Did Model Die From Pressure to Be Thin?
Amid Israeli model Hila Elmalich's death, fashion photographer blasts industry.
JERUSALEM, Israel, Nov. 19, 2007 — -- When Israeli fashion model Hila Elmalich died last week after years of fighting anorexia, she weighed less than 60 pounds. Her death sent a shockwave through Israel's fashion world.
Elmalich, who had been in and out of hospitals for several years, collapsed at home and died Wednesday of heart failure.
The Israeli fashion photographer and modeling agent Adi Barkan was her friend. He spent hours at her bedside over the years. "I don't know how to feel, I don't know what to say," he told ABC News Monday. "It's still too fresh."
For the last three years Barkan has been campaigning against the fashion industry's use of super thin models. He now refuses to use models whose body mass index is less than 19. The BMI is an internationally recognized measure of a person's weight in relation to their height.
Barkan led the charge against the pressure on models to be ultra-thin, and in 2004 Israel became the first nation to pass laws requiring modeling agencies to hire only healthy models who have a body mass index -- a measure of body fat -- of 19 or above. That means that a 5'9" woman would have to weigh at least 129 pounds.
Barkan is convinced from his own experience working in the industry that young models are under intense pressure to lose weight. "In Israel we lost several sizes in 10 years!" he said, "when I was shooting fashion 10 years ago models were size 38, now it's 32 or 34."

__Provided information__.
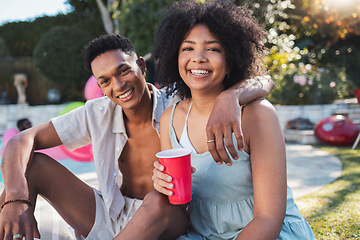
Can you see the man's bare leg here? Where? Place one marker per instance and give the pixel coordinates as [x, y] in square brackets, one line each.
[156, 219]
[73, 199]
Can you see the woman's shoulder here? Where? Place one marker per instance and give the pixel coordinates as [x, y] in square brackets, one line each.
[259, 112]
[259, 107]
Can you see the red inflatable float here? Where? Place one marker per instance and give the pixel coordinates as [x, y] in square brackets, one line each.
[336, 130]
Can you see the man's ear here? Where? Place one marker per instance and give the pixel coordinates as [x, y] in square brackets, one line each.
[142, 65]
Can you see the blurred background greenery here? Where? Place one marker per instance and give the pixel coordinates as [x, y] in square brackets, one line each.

* * *

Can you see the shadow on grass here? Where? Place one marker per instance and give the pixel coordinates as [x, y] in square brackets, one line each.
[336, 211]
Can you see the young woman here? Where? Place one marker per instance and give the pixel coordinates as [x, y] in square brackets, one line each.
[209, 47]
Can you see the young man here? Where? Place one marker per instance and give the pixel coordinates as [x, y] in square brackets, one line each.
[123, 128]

--

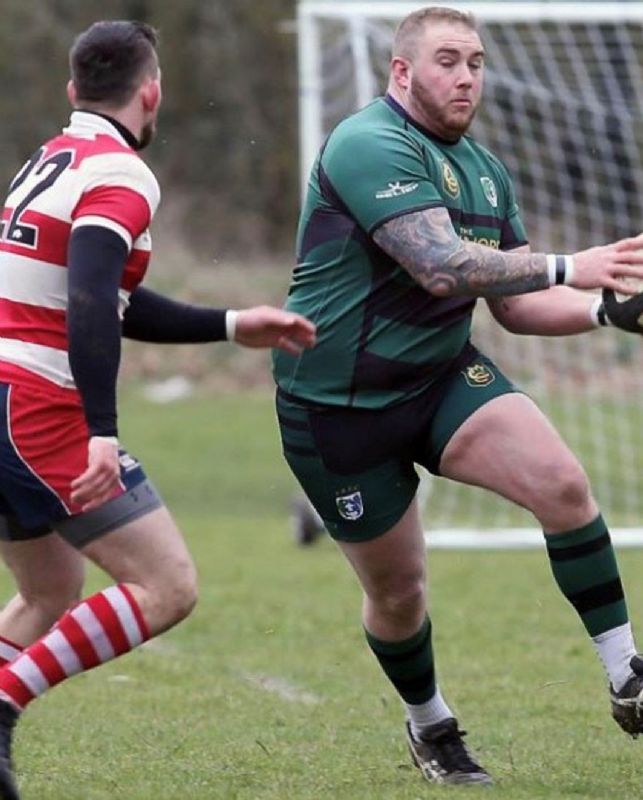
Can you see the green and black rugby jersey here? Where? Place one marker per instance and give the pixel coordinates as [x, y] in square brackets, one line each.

__What the exercise asks__. In the article about model Hila Elmalich, what minimum body mass index did Israel's 2004 law require modeling agencies' hired models to have?

__Solution for this task__. 19 or above.